■ **Aim of the exercise**: Copy out every line in the rows below that contains the string "blurred". Only matches with the same capitalization count.

■ **Data rows**:
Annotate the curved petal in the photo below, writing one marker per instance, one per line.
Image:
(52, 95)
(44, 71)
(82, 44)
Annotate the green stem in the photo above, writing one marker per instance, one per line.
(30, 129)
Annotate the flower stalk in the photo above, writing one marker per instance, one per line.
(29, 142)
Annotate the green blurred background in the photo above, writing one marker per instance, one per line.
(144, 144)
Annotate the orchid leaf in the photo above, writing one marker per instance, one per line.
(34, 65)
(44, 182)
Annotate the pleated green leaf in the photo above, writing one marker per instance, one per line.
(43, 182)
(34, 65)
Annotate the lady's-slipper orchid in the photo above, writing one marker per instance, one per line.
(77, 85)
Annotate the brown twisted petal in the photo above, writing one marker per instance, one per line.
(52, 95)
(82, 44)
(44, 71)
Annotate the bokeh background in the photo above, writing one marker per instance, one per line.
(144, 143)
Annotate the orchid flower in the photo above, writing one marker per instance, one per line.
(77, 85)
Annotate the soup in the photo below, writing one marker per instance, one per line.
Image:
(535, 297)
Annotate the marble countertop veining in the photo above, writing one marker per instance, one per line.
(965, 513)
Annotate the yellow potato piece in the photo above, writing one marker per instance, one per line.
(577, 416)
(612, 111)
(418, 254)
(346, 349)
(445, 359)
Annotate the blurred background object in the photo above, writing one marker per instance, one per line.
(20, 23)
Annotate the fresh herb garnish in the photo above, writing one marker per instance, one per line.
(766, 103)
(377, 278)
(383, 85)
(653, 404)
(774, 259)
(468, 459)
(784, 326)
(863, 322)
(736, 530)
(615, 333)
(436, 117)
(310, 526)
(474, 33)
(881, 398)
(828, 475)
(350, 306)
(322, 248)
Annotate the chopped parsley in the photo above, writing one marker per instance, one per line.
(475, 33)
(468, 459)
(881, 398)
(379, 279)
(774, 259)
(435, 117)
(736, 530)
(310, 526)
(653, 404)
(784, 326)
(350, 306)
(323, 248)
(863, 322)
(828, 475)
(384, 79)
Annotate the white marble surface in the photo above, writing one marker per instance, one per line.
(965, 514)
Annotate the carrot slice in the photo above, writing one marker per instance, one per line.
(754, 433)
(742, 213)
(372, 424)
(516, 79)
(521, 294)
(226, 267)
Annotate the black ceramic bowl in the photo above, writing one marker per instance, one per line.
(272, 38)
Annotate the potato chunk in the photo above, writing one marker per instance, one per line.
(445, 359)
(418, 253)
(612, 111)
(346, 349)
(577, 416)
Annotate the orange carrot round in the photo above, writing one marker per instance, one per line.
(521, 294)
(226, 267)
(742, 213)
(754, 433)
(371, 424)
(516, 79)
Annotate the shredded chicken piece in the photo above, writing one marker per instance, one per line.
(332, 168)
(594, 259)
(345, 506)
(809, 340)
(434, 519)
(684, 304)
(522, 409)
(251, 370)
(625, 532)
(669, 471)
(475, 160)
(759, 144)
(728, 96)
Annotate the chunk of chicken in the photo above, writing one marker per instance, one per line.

---

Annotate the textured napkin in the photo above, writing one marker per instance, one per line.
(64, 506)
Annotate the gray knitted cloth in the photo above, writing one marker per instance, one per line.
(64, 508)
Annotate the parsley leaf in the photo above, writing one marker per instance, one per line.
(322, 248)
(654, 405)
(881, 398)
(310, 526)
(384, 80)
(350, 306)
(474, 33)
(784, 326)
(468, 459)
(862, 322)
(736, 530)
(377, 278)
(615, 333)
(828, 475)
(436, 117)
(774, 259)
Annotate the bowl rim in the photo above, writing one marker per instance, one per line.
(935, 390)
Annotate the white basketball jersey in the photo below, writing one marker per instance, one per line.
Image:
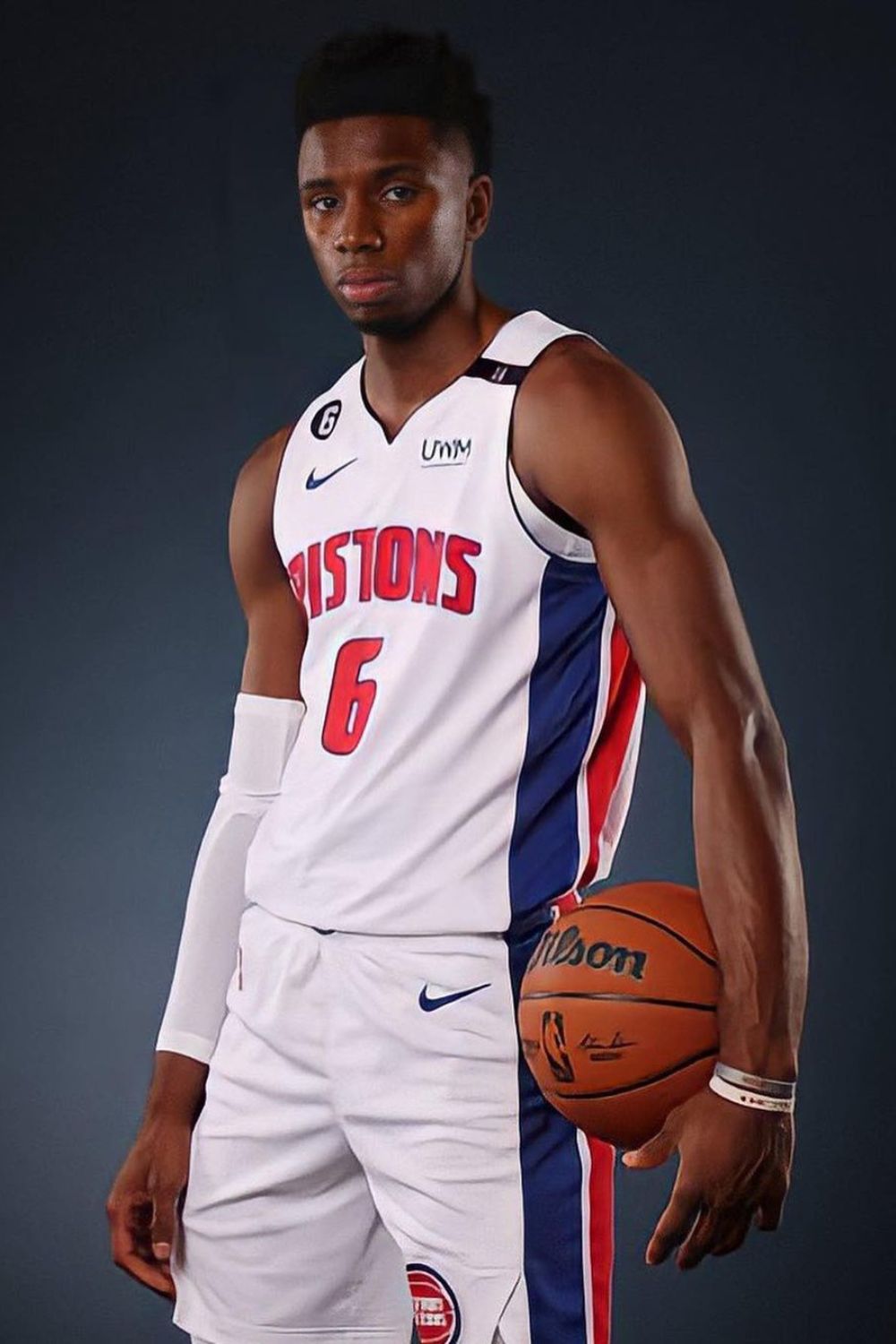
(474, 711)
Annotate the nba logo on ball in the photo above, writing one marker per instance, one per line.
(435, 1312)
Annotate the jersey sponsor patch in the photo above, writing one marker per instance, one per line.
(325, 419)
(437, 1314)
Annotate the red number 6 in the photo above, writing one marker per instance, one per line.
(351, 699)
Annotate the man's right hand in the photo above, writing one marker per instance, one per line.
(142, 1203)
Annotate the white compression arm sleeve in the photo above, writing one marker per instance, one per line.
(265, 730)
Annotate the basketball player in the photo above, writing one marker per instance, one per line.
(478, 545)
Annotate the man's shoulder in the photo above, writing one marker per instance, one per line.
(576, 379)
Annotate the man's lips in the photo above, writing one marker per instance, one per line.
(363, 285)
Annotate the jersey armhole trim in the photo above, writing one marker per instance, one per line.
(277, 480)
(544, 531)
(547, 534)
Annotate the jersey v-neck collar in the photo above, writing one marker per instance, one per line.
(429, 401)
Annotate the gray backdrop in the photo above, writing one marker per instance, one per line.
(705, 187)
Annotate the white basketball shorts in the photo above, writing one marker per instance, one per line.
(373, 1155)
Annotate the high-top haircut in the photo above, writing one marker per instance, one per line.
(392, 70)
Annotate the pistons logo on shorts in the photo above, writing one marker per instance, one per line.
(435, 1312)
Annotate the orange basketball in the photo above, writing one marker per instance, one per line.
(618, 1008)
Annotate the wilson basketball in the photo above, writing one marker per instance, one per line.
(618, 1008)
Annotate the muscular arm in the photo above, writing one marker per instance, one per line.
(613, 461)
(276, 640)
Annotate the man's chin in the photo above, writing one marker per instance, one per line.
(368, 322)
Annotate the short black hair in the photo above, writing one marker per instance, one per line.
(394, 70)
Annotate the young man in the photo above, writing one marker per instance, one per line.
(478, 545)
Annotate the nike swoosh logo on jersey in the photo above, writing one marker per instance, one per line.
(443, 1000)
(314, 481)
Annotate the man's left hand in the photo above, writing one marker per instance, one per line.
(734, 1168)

■ **Exercise response**:
Annotate the green blurred background in the photo above, writing one marker per instance, one per line.
Annotate the blurred background object in the photo above, writing one marker per instance, one per line.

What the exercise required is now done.